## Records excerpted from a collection
/---
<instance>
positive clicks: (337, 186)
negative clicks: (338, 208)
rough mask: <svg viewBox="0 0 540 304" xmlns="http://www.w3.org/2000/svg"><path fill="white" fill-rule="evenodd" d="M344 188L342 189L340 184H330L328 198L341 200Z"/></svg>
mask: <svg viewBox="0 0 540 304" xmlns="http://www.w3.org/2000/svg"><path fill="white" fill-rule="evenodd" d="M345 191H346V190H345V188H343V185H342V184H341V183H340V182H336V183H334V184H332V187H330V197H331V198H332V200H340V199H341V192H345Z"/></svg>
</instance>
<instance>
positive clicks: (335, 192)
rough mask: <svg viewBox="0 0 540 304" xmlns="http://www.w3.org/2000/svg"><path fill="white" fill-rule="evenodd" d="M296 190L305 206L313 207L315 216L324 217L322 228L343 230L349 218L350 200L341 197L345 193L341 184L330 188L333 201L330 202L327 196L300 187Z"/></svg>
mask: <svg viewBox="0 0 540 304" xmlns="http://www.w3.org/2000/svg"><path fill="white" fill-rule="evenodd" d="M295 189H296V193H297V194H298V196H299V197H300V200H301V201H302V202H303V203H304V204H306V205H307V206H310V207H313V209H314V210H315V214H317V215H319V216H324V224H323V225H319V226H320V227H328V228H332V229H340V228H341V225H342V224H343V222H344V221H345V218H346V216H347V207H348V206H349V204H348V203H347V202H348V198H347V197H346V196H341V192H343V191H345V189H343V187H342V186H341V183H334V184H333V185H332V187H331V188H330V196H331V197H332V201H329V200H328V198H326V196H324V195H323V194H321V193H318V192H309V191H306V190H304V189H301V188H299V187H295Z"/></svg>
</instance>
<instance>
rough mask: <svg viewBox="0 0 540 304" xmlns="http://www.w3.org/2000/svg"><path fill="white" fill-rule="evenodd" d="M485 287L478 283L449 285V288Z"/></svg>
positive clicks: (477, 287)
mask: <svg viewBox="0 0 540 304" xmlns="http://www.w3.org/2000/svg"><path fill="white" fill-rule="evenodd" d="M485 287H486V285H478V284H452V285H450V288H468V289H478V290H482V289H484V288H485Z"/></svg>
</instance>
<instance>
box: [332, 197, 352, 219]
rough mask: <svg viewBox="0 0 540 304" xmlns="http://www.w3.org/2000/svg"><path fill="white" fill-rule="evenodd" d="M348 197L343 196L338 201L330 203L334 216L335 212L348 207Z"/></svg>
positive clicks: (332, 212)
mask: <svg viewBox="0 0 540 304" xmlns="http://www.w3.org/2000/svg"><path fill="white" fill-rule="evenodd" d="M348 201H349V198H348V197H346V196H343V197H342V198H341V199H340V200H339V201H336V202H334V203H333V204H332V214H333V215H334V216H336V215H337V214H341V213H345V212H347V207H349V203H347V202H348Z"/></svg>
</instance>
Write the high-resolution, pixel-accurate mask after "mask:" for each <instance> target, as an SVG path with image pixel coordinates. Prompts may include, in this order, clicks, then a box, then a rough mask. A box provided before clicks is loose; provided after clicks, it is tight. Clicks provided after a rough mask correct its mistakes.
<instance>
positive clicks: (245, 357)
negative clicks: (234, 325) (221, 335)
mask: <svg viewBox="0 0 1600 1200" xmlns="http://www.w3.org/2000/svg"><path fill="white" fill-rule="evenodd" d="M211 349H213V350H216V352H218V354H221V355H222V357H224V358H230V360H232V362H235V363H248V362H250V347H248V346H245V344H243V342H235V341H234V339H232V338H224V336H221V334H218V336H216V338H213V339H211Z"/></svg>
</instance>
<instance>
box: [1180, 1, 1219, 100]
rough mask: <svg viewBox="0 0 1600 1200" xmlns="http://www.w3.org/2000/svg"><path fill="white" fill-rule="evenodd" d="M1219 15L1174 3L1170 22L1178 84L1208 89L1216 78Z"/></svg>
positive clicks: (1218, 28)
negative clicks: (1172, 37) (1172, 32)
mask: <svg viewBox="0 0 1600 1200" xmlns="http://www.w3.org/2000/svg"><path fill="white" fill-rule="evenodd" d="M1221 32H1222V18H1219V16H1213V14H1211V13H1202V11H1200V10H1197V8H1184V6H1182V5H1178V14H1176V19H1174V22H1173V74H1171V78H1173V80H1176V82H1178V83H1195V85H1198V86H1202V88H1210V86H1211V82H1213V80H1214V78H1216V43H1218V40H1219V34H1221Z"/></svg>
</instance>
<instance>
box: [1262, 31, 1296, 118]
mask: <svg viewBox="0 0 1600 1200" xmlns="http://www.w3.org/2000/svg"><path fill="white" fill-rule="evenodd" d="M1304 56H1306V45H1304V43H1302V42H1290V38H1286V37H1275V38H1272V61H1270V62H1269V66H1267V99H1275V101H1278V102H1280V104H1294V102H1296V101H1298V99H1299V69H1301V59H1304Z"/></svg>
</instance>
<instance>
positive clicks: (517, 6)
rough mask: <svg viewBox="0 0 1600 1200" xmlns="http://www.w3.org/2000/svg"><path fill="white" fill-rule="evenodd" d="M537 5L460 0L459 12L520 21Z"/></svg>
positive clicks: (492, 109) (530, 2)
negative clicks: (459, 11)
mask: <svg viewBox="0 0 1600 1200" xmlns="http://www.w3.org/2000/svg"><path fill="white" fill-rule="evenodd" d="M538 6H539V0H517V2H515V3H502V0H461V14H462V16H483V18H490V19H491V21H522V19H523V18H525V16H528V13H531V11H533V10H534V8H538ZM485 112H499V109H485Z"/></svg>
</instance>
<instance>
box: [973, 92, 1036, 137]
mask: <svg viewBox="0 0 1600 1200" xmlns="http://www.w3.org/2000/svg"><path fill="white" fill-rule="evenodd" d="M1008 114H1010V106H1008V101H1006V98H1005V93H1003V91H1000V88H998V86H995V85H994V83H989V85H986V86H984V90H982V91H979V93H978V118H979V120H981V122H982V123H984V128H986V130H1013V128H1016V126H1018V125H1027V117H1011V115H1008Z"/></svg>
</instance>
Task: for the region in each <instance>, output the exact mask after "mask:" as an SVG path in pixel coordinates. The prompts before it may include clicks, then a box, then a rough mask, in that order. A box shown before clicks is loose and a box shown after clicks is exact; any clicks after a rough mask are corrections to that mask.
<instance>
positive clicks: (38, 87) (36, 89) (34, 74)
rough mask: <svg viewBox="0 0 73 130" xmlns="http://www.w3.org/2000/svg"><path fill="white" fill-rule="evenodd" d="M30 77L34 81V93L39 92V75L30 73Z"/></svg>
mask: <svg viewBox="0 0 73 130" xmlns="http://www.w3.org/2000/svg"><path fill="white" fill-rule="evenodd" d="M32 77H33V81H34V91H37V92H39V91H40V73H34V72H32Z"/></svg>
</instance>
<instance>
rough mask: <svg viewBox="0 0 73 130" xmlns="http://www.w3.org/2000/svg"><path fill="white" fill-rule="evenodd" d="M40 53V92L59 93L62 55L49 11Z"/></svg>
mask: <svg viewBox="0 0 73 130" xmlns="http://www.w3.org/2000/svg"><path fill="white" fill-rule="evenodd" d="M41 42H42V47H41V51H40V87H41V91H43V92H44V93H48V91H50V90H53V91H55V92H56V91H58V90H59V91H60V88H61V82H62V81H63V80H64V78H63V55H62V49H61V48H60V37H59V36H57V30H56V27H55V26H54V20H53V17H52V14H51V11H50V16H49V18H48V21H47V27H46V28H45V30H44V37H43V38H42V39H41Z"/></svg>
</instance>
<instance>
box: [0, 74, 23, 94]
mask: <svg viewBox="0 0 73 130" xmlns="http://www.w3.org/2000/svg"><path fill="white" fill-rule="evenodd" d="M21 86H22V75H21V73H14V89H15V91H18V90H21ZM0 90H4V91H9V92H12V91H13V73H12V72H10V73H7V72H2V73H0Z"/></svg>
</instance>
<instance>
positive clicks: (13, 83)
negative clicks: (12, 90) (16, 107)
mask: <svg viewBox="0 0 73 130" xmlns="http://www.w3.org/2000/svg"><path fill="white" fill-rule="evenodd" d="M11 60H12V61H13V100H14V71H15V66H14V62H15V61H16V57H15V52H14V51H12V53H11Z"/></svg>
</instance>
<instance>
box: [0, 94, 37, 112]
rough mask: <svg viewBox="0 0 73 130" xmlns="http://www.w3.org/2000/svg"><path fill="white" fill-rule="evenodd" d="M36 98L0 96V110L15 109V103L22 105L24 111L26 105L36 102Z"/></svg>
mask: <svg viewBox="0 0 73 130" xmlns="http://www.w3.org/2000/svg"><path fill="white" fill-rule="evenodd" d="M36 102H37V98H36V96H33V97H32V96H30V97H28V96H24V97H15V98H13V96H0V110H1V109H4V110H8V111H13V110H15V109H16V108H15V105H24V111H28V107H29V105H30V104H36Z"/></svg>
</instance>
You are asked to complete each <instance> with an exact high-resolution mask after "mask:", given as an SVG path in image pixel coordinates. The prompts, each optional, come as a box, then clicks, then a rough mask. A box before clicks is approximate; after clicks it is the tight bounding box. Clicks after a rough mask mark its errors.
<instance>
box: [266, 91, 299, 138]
\---
## WHAT YOU HAVE TO DO
The lines from the beginning of the records through the line containing "negative clicks: (338, 208)" should be reproduced exactly. Include nothing else.

## ANSWER TO THIS EXERCISE
<instance>
positive clicks: (337, 186)
negative clicks: (338, 208)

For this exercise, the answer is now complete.